- [Task goal]: Omit every picture and return the rest of the data unaltered.

- [Source data]:
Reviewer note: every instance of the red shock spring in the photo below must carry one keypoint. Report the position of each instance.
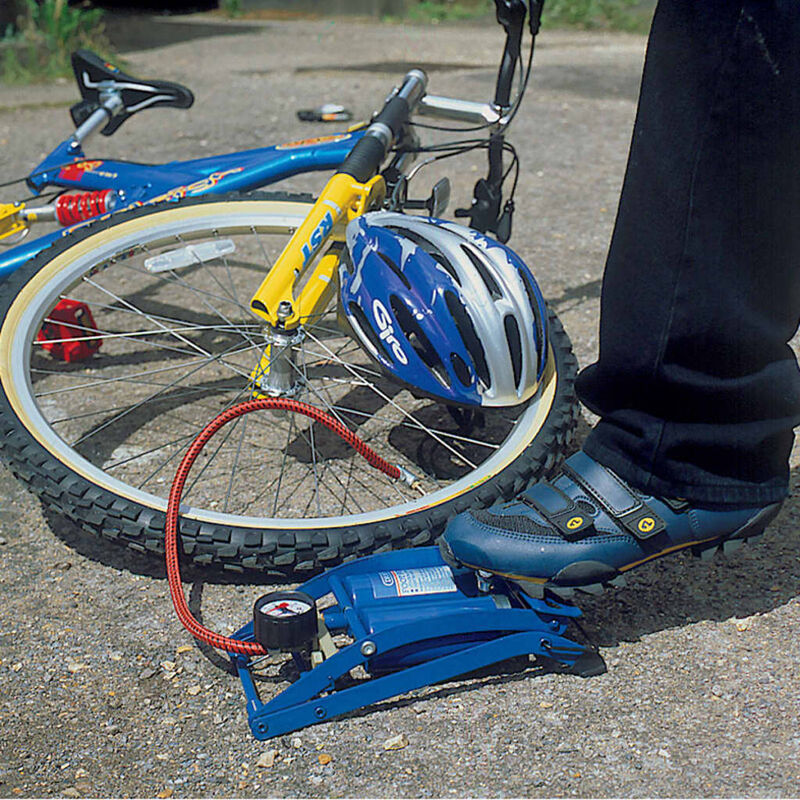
(72, 208)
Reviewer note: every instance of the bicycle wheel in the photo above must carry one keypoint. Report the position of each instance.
(167, 288)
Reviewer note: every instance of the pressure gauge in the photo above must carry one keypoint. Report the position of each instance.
(285, 621)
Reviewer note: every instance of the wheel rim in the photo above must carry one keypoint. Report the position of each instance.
(179, 347)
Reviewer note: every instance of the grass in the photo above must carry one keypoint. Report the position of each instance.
(624, 15)
(50, 31)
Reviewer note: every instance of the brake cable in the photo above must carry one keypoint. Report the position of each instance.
(171, 526)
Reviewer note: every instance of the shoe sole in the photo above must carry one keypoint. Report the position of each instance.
(594, 577)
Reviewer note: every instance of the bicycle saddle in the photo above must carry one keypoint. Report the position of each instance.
(96, 76)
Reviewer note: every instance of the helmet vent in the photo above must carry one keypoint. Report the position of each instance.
(395, 269)
(429, 248)
(365, 330)
(469, 337)
(461, 369)
(418, 340)
(346, 260)
(514, 346)
(538, 322)
(486, 277)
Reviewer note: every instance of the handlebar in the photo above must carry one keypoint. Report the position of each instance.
(368, 154)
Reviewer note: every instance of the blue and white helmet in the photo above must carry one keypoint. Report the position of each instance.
(444, 308)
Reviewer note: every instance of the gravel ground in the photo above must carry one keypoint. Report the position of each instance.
(101, 692)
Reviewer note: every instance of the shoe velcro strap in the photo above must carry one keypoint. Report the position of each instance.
(558, 509)
(614, 497)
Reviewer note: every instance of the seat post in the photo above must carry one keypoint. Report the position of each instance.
(110, 104)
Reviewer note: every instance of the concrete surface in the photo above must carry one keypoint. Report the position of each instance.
(702, 693)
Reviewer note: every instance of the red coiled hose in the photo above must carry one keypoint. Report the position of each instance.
(173, 507)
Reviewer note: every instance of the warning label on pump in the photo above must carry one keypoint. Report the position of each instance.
(408, 582)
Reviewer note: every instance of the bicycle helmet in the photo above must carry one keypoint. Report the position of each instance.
(441, 307)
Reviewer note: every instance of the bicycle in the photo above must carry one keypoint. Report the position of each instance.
(162, 310)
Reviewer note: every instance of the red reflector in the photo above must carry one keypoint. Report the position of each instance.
(69, 333)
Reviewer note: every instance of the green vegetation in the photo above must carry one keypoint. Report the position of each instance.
(47, 33)
(625, 15)
(232, 8)
(447, 10)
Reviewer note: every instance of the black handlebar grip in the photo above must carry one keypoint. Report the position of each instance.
(363, 160)
(394, 114)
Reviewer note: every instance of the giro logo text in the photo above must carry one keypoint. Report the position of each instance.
(384, 322)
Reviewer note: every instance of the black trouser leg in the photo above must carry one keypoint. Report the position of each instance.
(695, 384)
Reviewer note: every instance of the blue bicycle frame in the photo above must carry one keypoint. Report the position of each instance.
(136, 184)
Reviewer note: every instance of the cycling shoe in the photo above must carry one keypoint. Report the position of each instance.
(586, 529)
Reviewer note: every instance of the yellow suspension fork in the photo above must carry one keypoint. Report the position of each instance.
(278, 303)
(352, 191)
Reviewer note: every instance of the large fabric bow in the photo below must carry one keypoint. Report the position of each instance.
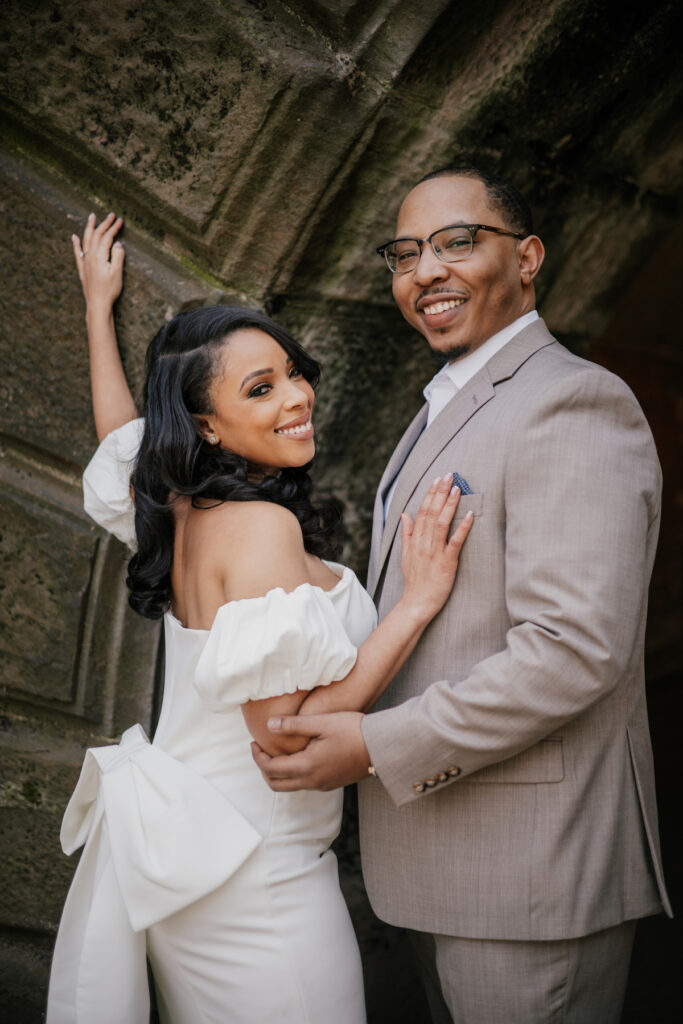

- [Written answer]:
Reviewer note: every instance of the red shock spring in the photo below must carry one keypoint. Report the position of each instance.
(72, 208)
Reviewer note: every instance of the bicycle wheel in the photo above must carry one keypoint. Report the position of each instance.
(167, 288)
Reviewer note: every instance of the pressure gauge in the photo above must carry one keypoint. Report the position of each instance.
(285, 621)
Reviewer note: every instance of the wheel rim in the photo above must carry one keypoint. Report the position of each instance.
(179, 347)
Reviewer note: every instance of the grass in the photo above must carry one keypoint. Report the position of each instance.
(624, 15)
(50, 31)
Reviewer note: every instance of the brake cable in the photo above must carry one keypoint. Report the position of each instance.
(171, 526)
Reviewer note: every instance of the shoe sole in the photo above must carry one keypoint. Report the position of each instance.
(594, 577)
Reviewer note: every instance of the bicycle saddle in the photo above must carry one keypoint. Report the position of each instance.
(96, 76)
Reviewer note: every instance of the helmet vent in the photo above must carry one keypoint. Report the position of each instance.
(395, 269)
(429, 248)
(365, 330)
(469, 337)
(461, 369)
(418, 340)
(346, 260)
(514, 346)
(538, 322)
(486, 277)
Reviewer note: every instance of the handlebar in the photo above must carry one keypoint. Report the position of each instance.
(368, 154)
Reviewer note: every instance of the blue and white helmet in the photo above must carry one keypoint. Report the position of each instance.
(444, 308)
Reviewer note: every instance of the gravel ground in the photo above must carry one keypoint. Report the position of each instance.
(101, 692)
Reviewer note: every instance of the shoe velcro strap in the photo above must carry one keypoint. Report the position of each instance.
(558, 509)
(614, 497)
Reviewer note: every instance of the seat post in the photo above must carry one keypoint. Report the position of each instance.
(110, 104)
Reviewer note: every instance of the concrete surface in the photo above must carry one keypoint. Report the position of each instance.
(702, 693)
Reviewer note: every instance of the red coiled hose in the photo above must carry one keypoint. Report the position of each instance.
(173, 507)
Reviewer note: every instance of the warning label on pump in the photo above must carry one keypoint. Report the position of each instance.
(408, 582)
Reviewer note: every instance of the bicycle helmet in the photo above must carry one keypoint. Report the position of each instance.
(441, 307)
Reviewer note: every instance of the bicycle in the photo above must carry one keypoint. Report the position of each instance.
(162, 310)
Reviewer note: every instance of the red reflector in the photo above must carry one keypoint. Report the position of each instance.
(69, 333)
Reviewer note: every instance of the green vegetation in the photo above must carry one keypoint. Report the position of each instance.
(47, 33)
(625, 15)
(232, 8)
(447, 10)
Reviewer note: every instance of the black handlebar grip in the photo above must carry one keypoint. Report the position of each instance.
(363, 160)
(394, 114)
Reviewer note: every instance of the giro logo text in the photo above must carry one keypoint. Report the position of each instance.
(384, 322)
Reviewer note: every instance of the black trouser leg in the photo above must carry one keypoint. Report the position of each instance.
(695, 384)
Reviewer note: every instance of the blue bicycle frame in the photo above must carry one keypoint. Report the position of each instance.
(136, 184)
Reviewer note: every instance of the cycling shoe in the photo above must carry one keypoint. Report the position of each instance.
(586, 529)
Reviewer note: every instance of the yellow suspension fork in the photo above must carry one keypoint. Report the position of each instance.
(278, 303)
(352, 191)
Reviewer note: every instance of the large fabric bow in the photo below must carry one keypoint. Report the position of each instance.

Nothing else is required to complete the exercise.